#### ТЕКСТ
━━━━━━━━

Язык и мудрость в названии работы Ф. Шлегеля сополагаются, и это неслучайно: язык всегда был связан в Индии с глубинными, бытийственными аспектами. Он является, говоря словами М. Хайдеггера, «домом бытия», он творит и моделирует мир. Имя Хайдеггера приведено здесь не случайно: в европейской философии именно его отношение к языку близко к индийскому. В работе «На пути к языку» он выдвинул основополагающий тезис, очень «индийский» по духу: «Слово есть указание, а не знак в смысле простого обозначения». Отстаивая герменевтический подход к языку и считая, что «язык – единственное, что действительно говорит», Хайдеггер рассматривал его не просто как обозначение реальности, но и как ее самораскрытие.

С ним трудно не согласиться: язык и в самом деле как будто нам подсказывает, и нужно только уметь чутко прислушиваться к его подсказкам. В самой сущности языка есть нечто, что подталкивает к раскрытию этой вечно ускользающей реальности; и в самих словах, и в их фонетических рисунках, и в «боковых смыслах», как в эхе, можно уловить ее отзвуки. Отсюда, кстати, и происходит пристрастие индийской традиции к метафорам, притчам, загадкам, иносказаниям, намекам, афоризмам, анекдотам и даже к тому, что мы назвали бы народной этимологией. Понятно, что высшие состояния бытия связаны с глубокими и неуловимыми переживаниями, которые невозможно ни объяснить, ни описать. Но на них можно только намекнуть, указать, подсказать…

Новое отношение к языку и тексту, вызывающее в памяти древнеиндийские традиции, сейчас складывается в западной науке – прежде всего усилиями семиотиков, этнологов, культурологов и психолингвистов. Происходит постепенное осознание того, что в те или иные периоды тексты не только создавались людьми, но и творили историю. Это новое отношение выразил Ж. Деррида: «Так как язык служит основой бытия, то мир – это бесконечный текст. Все текстуализируется. Все контексты, будь они политическими, экономическими, социологическими, психологическими или теологическими, – становятся интертекстами, то есть влияния и силы внешнего мира текстуализируются. Вместо литературы у нас текстуальность, вместо традиции – интертекстуальность. Что же из себя представляет текст? Это цепочки различающихся следов. Серии подвижных означающих. Множество пронизывающих знаков, которые влекут за собой в конечном счете нерасшифруемые интертекстуальные элементы».

━━━━━━━━

#### ЗАДАНИЯ
A. Ответьте на вопросы по тексту о языке:
(i) Каким выражением Хайдеггера в тексте назван язык?
(ii) Чьими усилиями, согласно тексту, складывается новое отношение к языку в западной науке?
(iii) Чем является мир, по словам Деррида?
B. Приведите продолжение текста о языке, начав сразу после цитаты из Деррида.
Записи никак не связаны с текстом о языке.

Записи для разметки положения объектов
━━━━━━━━

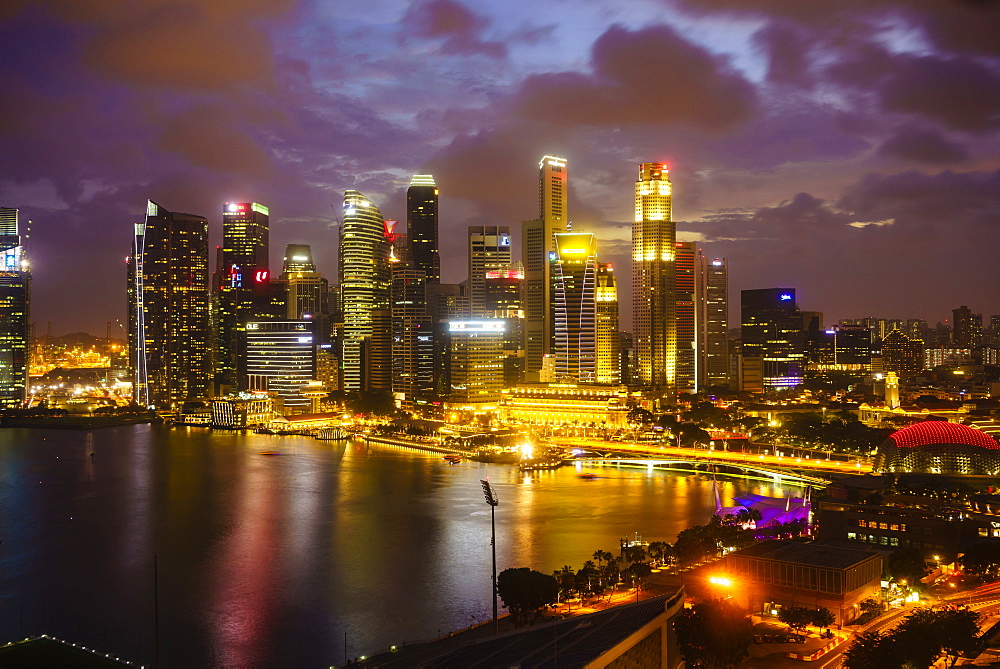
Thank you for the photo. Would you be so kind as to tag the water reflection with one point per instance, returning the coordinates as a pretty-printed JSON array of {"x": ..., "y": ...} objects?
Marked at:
[{"x": 270, "y": 560}]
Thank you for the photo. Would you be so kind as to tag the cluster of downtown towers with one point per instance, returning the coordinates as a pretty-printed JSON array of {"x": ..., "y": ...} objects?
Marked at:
[{"x": 389, "y": 324}]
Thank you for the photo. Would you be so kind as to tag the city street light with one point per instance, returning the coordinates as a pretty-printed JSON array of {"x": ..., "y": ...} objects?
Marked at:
[{"x": 491, "y": 499}]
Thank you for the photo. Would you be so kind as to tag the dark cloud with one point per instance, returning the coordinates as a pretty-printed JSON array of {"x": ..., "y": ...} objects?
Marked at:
[
  {"x": 651, "y": 76},
  {"x": 924, "y": 145},
  {"x": 459, "y": 30},
  {"x": 787, "y": 48},
  {"x": 959, "y": 92}
]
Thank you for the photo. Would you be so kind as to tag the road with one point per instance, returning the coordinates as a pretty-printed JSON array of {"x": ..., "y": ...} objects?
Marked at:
[{"x": 857, "y": 466}]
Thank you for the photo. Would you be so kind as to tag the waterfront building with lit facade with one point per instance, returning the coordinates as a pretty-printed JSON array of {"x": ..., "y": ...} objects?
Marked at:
[
  {"x": 242, "y": 285},
  {"x": 281, "y": 359},
  {"x": 712, "y": 322},
  {"x": 653, "y": 279},
  {"x": 168, "y": 309},
  {"x": 364, "y": 283},
  {"x": 685, "y": 255},
  {"x": 476, "y": 358},
  {"x": 422, "y": 225},
  {"x": 15, "y": 313},
  {"x": 489, "y": 249},
  {"x": 590, "y": 405},
  {"x": 537, "y": 253},
  {"x": 574, "y": 295},
  {"x": 773, "y": 341}
]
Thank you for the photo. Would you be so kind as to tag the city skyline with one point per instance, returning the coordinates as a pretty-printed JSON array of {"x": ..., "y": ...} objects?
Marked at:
[{"x": 849, "y": 152}]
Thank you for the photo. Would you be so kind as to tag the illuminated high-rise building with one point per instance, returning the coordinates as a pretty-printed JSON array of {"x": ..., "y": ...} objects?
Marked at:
[
  {"x": 364, "y": 283},
  {"x": 15, "y": 313},
  {"x": 653, "y": 294},
  {"x": 712, "y": 322},
  {"x": 967, "y": 329},
  {"x": 772, "y": 339},
  {"x": 242, "y": 286},
  {"x": 538, "y": 253},
  {"x": 281, "y": 358},
  {"x": 168, "y": 308},
  {"x": 422, "y": 225},
  {"x": 489, "y": 248},
  {"x": 574, "y": 293},
  {"x": 307, "y": 291},
  {"x": 684, "y": 292},
  {"x": 608, "y": 353}
]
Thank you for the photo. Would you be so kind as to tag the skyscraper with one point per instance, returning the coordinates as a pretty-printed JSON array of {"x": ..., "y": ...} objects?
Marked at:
[
  {"x": 307, "y": 292},
  {"x": 608, "y": 351},
  {"x": 684, "y": 287},
  {"x": 653, "y": 294},
  {"x": 538, "y": 252},
  {"x": 168, "y": 308},
  {"x": 574, "y": 292},
  {"x": 967, "y": 328},
  {"x": 712, "y": 319},
  {"x": 422, "y": 225},
  {"x": 489, "y": 248},
  {"x": 242, "y": 285},
  {"x": 364, "y": 281},
  {"x": 15, "y": 313},
  {"x": 773, "y": 341}
]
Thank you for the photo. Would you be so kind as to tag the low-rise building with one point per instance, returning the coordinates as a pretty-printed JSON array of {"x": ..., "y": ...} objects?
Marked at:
[
  {"x": 567, "y": 404},
  {"x": 773, "y": 574}
]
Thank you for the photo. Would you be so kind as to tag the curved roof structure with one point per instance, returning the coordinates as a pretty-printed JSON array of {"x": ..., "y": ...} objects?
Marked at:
[{"x": 935, "y": 432}]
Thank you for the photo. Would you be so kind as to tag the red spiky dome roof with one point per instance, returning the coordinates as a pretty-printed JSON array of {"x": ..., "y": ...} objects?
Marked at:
[{"x": 932, "y": 432}]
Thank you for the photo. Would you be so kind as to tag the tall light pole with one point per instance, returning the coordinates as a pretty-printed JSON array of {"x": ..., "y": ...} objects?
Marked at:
[{"x": 491, "y": 499}]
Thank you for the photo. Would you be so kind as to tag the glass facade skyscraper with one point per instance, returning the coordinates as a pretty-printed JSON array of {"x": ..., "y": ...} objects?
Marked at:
[
  {"x": 364, "y": 282},
  {"x": 15, "y": 313},
  {"x": 242, "y": 282},
  {"x": 422, "y": 225},
  {"x": 653, "y": 281},
  {"x": 168, "y": 308}
]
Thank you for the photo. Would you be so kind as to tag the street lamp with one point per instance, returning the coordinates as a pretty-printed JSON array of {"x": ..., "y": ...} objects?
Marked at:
[{"x": 491, "y": 499}]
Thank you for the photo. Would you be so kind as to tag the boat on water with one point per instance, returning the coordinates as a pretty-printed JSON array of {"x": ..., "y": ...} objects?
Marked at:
[{"x": 536, "y": 464}]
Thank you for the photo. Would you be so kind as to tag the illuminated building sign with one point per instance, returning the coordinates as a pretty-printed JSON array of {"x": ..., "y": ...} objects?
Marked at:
[{"x": 476, "y": 326}]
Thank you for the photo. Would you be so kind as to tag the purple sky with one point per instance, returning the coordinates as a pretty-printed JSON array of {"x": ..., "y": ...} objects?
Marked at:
[{"x": 847, "y": 148}]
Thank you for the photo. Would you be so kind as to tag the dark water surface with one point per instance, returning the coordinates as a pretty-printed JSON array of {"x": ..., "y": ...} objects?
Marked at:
[{"x": 268, "y": 560}]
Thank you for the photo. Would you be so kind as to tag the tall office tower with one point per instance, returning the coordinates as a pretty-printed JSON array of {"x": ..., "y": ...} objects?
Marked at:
[
  {"x": 916, "y": 328},
  {"x": 574, "y": 293},
  {"x": 476, "y": 361},
  {"x": 653, "y": 294},
  {"x": 684, "y": 287},
  {"x": 502, "y": 294},
  {"x": 168, "y": 308},
  {"x": 281, "y": 358},
  {"x": 901, "y": 354},
  {"x": 967, "y": 328},
  {"x": 364, "y": 283},
  {"x": 773, "y": 342},
  {"x": 242, "y": 285},
  {"x": 608, "y": 363},
  {"x": 412, "y": 345},
  {"x": 852, "y": 347},
  {"x": 422, "y": 225},
  {"x": 489, "y": 248},
  {"x": 307, "y": 292},
  {"x": 712, "y": 320},
  {"x": 537, "y": 252},
  {"x": 15, "y": 313}
]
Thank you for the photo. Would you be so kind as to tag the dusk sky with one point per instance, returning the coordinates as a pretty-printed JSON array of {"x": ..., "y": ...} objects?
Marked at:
[{"x": 848, "y": 149}]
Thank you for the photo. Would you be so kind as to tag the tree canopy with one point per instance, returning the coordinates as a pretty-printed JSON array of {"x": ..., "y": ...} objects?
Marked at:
[{"x": 525, "y": 592}]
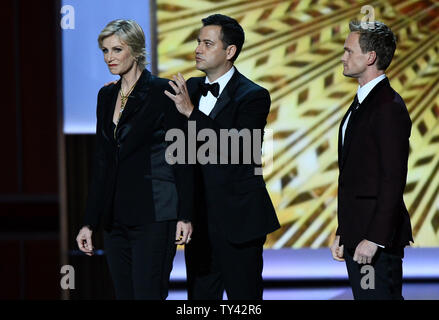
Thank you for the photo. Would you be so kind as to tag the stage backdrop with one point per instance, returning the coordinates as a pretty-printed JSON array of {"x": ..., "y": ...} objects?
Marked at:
[{"x": 293, "y": 48}]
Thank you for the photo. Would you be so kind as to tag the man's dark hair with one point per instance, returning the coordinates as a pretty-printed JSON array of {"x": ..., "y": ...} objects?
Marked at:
[
  {"x": 231, "y": 31},
  {"x": 376, "y": 36}
]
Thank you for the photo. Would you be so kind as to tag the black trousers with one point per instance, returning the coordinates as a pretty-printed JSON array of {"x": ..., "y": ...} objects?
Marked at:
[
  {"x": 380, "y": 280},
  {"x": 213, "y": 265},
  {"x": 140, "y": 259}
]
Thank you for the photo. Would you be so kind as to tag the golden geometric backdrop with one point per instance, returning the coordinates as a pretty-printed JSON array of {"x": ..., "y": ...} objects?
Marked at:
[{"x": 293, "y": 48}]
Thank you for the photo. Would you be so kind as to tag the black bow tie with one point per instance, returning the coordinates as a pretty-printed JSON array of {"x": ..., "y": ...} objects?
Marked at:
[{"x": 206, "y": 87}]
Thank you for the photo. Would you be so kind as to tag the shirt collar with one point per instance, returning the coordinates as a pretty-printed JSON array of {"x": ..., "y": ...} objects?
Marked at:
[
  {"x": 363, "y": 91},
  {"x": 223, "y": 80}
]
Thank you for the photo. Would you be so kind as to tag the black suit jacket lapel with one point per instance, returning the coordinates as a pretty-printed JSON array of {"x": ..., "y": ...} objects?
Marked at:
[
  {"x": 340, "y": 140},
  {"x": 137, "y": 98},
  {"x": 109, "y": 106},
  {"x": 350, "y": 132},
  {"x": 225, "y": 96}
]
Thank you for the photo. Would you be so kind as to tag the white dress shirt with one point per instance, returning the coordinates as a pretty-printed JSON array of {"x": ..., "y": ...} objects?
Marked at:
[
  {"x": 362, "y": 93},
  {"x": 208, "y": 102}
]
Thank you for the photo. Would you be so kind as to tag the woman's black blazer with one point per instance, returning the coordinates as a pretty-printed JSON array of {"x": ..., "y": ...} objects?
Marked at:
[{"x": 131, "y": 181}]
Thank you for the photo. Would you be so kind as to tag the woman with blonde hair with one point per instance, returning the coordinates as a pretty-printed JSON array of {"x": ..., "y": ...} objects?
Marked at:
[{"x": 143, "y": 203}]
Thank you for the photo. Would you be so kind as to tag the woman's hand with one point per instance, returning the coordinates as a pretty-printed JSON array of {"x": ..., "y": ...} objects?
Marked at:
[
  {"x": 84, "y": 241},
  {"x": 183, "y": 233}
]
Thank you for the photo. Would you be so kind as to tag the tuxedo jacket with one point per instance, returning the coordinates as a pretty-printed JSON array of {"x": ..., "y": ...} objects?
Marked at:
[
  {"x": 232, "y": 194},
  {"x": 131, "y": 180},
  {"x": 373, "y": 171}
]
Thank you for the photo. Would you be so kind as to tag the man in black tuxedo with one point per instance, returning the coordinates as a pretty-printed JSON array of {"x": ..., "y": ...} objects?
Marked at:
[
  {"x": 373, "y": 222},
  {"x": 234, "y": 211}
]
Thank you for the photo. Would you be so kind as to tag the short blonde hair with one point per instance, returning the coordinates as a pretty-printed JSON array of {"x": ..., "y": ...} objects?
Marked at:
[{"x": 130, "y": 33}]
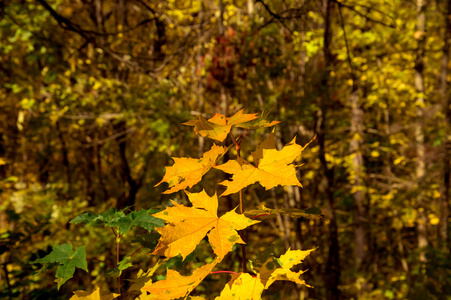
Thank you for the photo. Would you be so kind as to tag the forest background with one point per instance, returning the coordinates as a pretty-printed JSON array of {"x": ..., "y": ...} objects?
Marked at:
[{"x": 93, "y": 94}]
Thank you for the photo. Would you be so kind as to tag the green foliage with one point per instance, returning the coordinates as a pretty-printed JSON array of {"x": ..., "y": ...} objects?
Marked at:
[
  {"x": 67, "y": 261},
  {"x": 120, "y": 220}
]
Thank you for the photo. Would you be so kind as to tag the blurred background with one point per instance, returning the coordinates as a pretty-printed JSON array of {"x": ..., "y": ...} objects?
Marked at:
[{"x": 93, "y": 94}]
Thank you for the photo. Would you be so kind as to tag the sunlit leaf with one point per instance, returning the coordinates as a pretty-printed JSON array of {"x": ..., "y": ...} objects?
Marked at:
[
  {"x": 186, "y": 172},
  {"x": 189, "y": 225},
  {"x": 97, "y": 294}
]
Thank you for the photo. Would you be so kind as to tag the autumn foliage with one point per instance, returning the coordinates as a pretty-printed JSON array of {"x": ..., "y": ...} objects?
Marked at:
[{"x": 182, "y": 228}]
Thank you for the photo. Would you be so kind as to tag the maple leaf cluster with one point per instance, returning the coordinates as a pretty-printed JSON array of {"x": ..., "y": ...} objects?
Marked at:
[{"x": 182, "y": 228}]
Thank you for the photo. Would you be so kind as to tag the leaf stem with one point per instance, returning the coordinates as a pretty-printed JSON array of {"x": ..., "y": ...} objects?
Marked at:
[
  {"x": 136, "y": 251},
  {"x": 261, "y": 215},
  {"x": 118, "y": 240},
  {"x": 228, "y": 272}
]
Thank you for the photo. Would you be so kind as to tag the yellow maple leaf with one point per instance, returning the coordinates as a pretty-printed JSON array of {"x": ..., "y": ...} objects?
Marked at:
[
  {"x": 189, "y": 225},
  {"x": 186, "y": 172},
  {"x": 97, "y": 294},
  {"x": 269, "y": 272},
  {"x": 142, "y": 279},
  {"x": 176, "y": 285},
  {"x": 218, "y": 127},
  {"x": 274, "y": 167},
  {"x": 243, "y": 286}
]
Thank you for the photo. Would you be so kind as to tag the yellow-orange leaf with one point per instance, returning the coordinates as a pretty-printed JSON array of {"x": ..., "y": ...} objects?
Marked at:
[
  {"x": 142, "y": 279},
  {"x": 176, "y": 285},
  {"x": 269, "y": 272},
  {"x": 218, "y": 127},
  {"x": 274, "y": 168},
  {"x": 243, "y": 286},
  {"x": 97, "y": 294},
  {"x": 186, "y": 172},
  {"x": 189, "y": 225}
]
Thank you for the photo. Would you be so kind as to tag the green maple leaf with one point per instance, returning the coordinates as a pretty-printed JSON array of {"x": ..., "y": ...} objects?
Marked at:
[
  {"x": 67, "y": 259},
  {"x": 114, "y": 218},
  {"x": 141, "y": 218}
]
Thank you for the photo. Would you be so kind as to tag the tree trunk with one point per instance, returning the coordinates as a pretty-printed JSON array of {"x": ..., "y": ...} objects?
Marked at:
[
  {"x": 333, "y": 269},
  {"x": 419, "y": 133},
  {"x": 445, "y": 182}
]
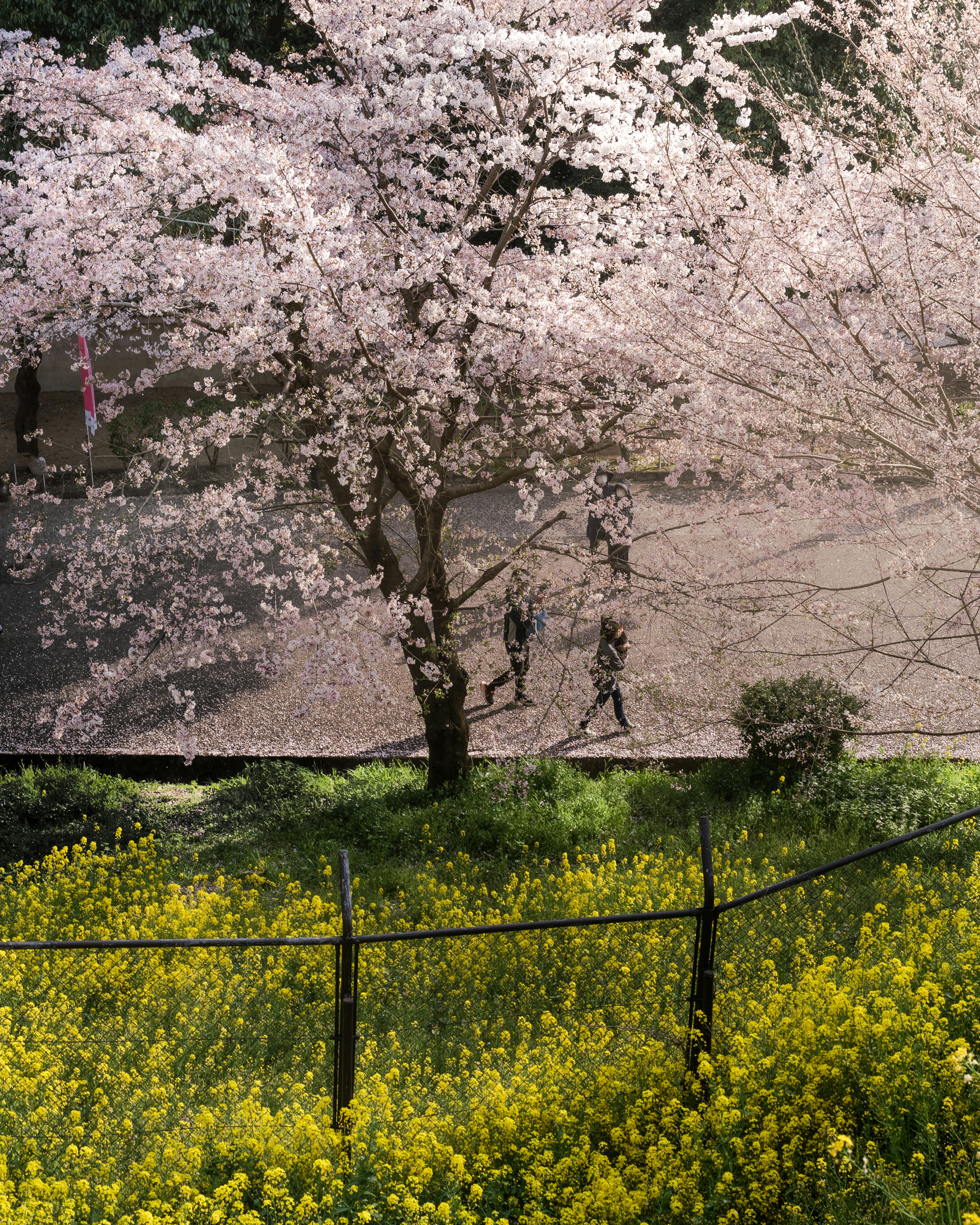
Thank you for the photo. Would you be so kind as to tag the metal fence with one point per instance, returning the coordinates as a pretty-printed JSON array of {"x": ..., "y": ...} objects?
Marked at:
[{"x": 264, "y": 1002}]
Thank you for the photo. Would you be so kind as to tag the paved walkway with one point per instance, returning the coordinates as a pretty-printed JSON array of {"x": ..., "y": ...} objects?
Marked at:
[{"x": 678, "y": 688}]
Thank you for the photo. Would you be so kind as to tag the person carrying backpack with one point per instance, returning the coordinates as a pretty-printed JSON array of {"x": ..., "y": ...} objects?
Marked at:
[
  {"x": 610, "y": 661},
  {"x": 597, "y": 508},
  {"x": 524, "y": 620},
  {"x": 620, "y": 530}
]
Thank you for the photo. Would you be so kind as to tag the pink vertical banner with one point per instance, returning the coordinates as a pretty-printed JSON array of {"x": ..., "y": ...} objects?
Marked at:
[{"x": 89, "y": 388}]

━━━━━━━━

#### ОТВЕТЫ ПО ПОРЯДКУ
A.
(i) «Домом бытия».
(ii) Усилиями семиотиков, этнологов, культурологов и психолингвистов.
(iii) Бесконечным текстом.

B.
Индийское восприятие языка и слова созвучно высказываниям Хайдеггера и Дерриды. Слово было самостоятельной реальностью; оно имело высокий онтологический статус. Чувство реальности и власти слова над человеком, на самом деле, изначально. Память об этом сохранялась всегда, но нередко в определенные культурные эпохи оказывалась вытесненной куда-то на периферию. Индийцы же никогда не забывали, что были времена, когда «солнце останавливали словом, словом разрушали города», как писал Н.С. Гумилев. За подобным отношением стоит особая, мифологическая по сути своей концепция языка, который, кстати, в отличие от нашего, назван не по органу говорения. (В Индии такого быть не могло!) Согласно этой концепции, язык, слово – не только и не столько результат говорения, сколько творческая сила, созидательная энергия, нить, на которой держатся миры, сущностный океан бытия, принцип мироздания. Именно так они воспринимались с глубокой древности: язык – не номенклатура или множество наименований, и не система знаков, а вид творческой деятельности. Речь же считалась не только и не столько продуктом говорения, сколько внутренним стержнем, нервом соответствующего действия, и ей никогда не ставили «пределом скудные пределы естества».

Древнеиндийский афоризм гласит: «Все определяется словом, коренится в слове, вышло из слова. Кто лжет в слове, тот лжет во всем». Не боясь впасть в преувеличение, можем сказать, что традиционная индийская культура всегда была словоцентричной и всегда осознавала свою глубинную зависимость от слова: «вначале было слово», и оно неукоснительно воспринималось как высшая реальность. Неслучайно язык, речь воплощены в образе божественной Речи (Вач), которая почиталась как важный космогонический принцип. В древних ведийских гимнах о ней говорится, что она двигается с другими богами, «несет» их и из своего лона «расходится по всем существам», «охватывая» их.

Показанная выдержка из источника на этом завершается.